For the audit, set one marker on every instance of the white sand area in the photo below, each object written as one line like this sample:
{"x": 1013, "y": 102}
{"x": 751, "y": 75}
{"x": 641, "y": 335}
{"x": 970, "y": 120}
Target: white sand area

* **Work item**: A faithful, word-for-word copy of the data is the expected answer.

* **Exercise result**:
For the audit, set one marker on every instance of the white sand area in the photo below, each object written as one line like this sample:
{"x": 1013, "y": 102}
{"x": 751, "y": 75}
{"x": 641, "y": 335}
{"x": 970, "y": 120}
Target: white sand area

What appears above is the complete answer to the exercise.